TASK TO COMPLETE ->
Copy the lines from the one with "The prompts in" to the one with "box: [533, 229, 605, 316]", changing "clicks" to "taps" and leaving everything else the same.

──────── DATA SHOWN

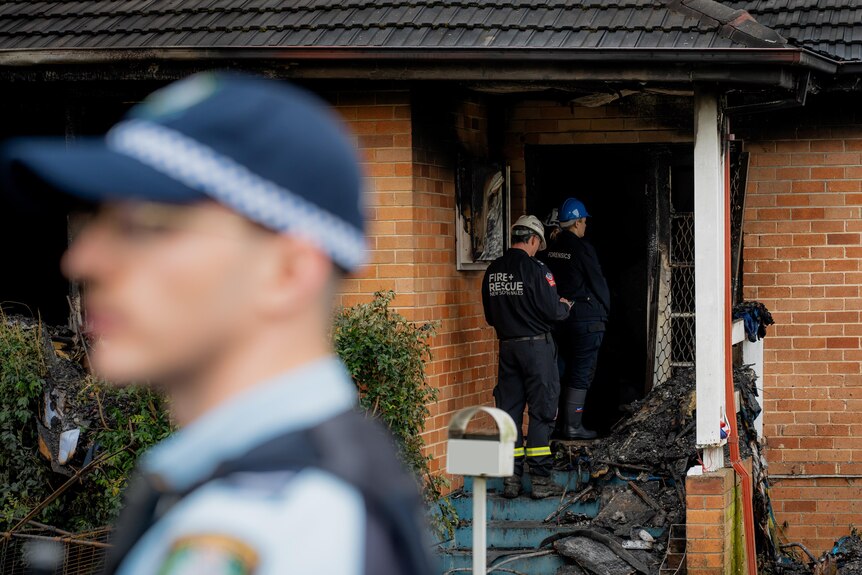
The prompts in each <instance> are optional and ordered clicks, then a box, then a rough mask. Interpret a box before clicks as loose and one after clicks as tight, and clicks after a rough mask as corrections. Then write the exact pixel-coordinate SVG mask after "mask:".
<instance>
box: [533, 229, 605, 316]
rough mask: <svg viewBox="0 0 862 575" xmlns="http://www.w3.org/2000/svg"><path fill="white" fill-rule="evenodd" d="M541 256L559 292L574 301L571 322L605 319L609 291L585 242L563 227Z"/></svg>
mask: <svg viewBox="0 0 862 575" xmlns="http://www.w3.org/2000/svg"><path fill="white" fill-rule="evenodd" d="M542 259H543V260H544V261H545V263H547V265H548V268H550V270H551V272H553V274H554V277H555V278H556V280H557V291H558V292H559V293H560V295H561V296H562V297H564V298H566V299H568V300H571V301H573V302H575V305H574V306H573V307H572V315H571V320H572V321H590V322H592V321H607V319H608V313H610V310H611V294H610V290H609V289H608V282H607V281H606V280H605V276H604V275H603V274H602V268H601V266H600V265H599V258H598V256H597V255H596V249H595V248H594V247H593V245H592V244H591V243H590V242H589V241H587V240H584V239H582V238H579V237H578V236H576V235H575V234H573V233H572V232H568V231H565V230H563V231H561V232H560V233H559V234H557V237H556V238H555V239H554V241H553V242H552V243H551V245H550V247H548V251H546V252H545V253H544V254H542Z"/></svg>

────────────────
──────── DATA SHOWN

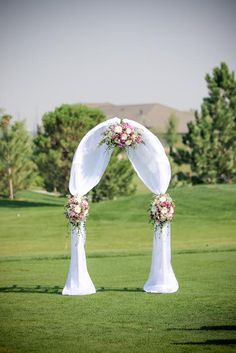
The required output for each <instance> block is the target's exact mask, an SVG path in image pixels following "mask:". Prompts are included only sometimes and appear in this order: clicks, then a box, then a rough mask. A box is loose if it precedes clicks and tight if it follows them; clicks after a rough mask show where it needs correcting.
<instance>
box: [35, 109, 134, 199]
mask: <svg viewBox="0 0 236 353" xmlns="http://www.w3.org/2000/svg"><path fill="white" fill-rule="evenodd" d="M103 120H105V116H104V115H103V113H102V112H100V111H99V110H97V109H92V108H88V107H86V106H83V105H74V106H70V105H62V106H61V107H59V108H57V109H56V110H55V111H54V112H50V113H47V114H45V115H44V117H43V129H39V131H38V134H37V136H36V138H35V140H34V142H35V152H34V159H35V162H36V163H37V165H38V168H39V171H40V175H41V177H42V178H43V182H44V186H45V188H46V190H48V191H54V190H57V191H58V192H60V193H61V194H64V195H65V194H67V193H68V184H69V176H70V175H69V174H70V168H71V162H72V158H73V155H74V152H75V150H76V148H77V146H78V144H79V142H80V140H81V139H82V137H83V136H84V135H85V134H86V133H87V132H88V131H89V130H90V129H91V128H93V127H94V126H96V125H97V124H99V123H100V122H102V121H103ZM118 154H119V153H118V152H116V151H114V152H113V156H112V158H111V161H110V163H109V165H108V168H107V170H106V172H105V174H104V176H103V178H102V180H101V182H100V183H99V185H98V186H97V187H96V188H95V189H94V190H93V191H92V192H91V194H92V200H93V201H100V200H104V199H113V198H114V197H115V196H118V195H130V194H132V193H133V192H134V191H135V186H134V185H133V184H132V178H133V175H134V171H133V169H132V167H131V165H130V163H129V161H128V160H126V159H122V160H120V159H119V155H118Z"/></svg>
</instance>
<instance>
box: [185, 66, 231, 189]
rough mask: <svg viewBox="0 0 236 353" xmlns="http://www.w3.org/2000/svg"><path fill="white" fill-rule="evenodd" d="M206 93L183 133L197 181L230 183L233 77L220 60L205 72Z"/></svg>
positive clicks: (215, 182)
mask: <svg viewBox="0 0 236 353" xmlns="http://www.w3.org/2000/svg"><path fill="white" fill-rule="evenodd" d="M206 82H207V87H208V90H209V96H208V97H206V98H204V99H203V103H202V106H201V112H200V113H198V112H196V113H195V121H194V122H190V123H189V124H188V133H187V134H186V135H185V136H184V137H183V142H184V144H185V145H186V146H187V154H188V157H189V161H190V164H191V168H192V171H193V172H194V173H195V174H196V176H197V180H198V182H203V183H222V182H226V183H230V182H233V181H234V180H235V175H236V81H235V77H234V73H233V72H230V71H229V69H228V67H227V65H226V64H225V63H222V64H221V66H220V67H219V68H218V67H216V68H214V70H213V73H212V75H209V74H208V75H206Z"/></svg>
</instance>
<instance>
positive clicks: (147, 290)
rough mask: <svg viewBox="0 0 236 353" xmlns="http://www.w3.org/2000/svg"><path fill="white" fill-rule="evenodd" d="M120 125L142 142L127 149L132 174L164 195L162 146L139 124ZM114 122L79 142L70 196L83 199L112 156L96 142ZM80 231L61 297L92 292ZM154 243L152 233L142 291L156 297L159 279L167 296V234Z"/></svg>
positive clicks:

────────────────

RESULT OF THIS TASK ->
The prompts in each <instance> are optional and ordered taps, then a box, then a rough mask. Interpret a box before taps as loose and one after taps as tight, and taps after a rough mask as corrections. Then write the exact pixel-coordinate SVG mask after "mask:".
<instance>
box: [533, 229, 605, 316]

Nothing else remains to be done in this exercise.